### WHAT YOU ARE ASKED TO DO
Print all entries below exactly as they appear.
──────────
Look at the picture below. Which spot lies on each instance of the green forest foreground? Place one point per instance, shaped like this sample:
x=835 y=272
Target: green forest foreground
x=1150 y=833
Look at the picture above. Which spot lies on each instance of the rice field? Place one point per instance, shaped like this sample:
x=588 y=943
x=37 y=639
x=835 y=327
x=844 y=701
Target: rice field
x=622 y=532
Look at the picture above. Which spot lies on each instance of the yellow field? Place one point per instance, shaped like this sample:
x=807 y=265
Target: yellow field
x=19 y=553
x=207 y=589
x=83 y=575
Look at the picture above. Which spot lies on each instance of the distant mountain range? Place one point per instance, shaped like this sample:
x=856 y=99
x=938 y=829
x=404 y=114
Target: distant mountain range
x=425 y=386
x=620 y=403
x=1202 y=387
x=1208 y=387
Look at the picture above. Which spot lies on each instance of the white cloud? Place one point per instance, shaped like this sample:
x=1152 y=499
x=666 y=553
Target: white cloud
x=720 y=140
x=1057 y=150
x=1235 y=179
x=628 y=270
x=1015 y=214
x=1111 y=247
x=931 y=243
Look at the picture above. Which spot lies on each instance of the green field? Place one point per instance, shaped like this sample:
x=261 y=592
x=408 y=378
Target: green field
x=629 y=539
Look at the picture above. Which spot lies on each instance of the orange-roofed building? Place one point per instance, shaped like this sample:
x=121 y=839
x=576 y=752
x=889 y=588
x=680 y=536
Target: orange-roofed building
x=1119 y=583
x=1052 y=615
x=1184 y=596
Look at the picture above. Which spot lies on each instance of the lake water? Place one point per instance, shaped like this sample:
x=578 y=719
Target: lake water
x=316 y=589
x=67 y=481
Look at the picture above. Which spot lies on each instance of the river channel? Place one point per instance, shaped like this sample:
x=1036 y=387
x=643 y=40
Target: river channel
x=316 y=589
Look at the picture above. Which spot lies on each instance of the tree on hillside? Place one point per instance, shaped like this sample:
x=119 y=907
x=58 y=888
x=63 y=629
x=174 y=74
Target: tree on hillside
──────────
### ANSWER TO THIS TASK
Look at the picture below. Which spot lies on each instance of the green forest foreground? Place one point per instance, shaped like this sample:
x=835 y=272
Target: green forest foreground
x=1150 y=833
Look at the picture above. Which spot lies on each instance of the rice field? Place one point per instance, shaped like this sample:
x=588 y=943
x=37 y=639
x=835 y=327
x=844 y=701
Target: rice field
x=622 y=532
Look at the picture above. Which spot lies on each instance of the yellow field? Place one point per instance, shaped like this sample:
x=807 y=265
Target: yellow field
x=19 y=553
x=207 y=589
x=83 y=575
Look at the picture above. Which spot lies on each instance of the distant mountain range? Place one point per instance, shaped like this sample:
x=856 y=99
x=938 y=829
x=404 y=114
Target: distant mountain range
x=425 y=386
x=620 y=403
x=1202 y=387
x=1208 y=387
Look at the picture above. Which spot lies on each instance of the white cloud? Place one point per instance, shaped like this sample:
x=1152 y=499
x=666 y=553
Target: white cloud
x=720 y=140
x=1057 y=150
x=1235 y=179
x=628 y=270
x=1015 y=214
x=1111 y=247
x=931 y=243
Look at the picture above. Which spot lies on each instance of the green field? Place one point per instance, shaped like this sample:
x=261 y=592
x=408 y=378
Target: green field
x=629 y=539
Look at the picture above. Which spot lies on each instance of the orange-roofed building? Place one point per instance, shaped like this sample:
x=121 y=839
x=576 y=752
x=889 y=588
x=680 y=536
Target: orange-roofed building
x=1119 y=583
x=1052 y=615
x=1184 y=596
Look at the picture above. Which spot lies on each instance of the lake water? Place one point per instance, shaped like this sample:
x=578 y=719
Target: lake water
x=316 y=589
x=67 y=481
Look at the picture above. Which spot lies on each instance of the river channel? Place one point per instance, shaped like this sample:
x=1036 y=387
x=643 y=40
Target: river channel
x=316 y=589
Look at the picture above. Which spot lies on each instance of the tree on hillside? Place one point per instance, shaped like this sample:
x=119 y=907
x=58 y=888
x=63 y=629
x=174 y=74
Target: tree on hillside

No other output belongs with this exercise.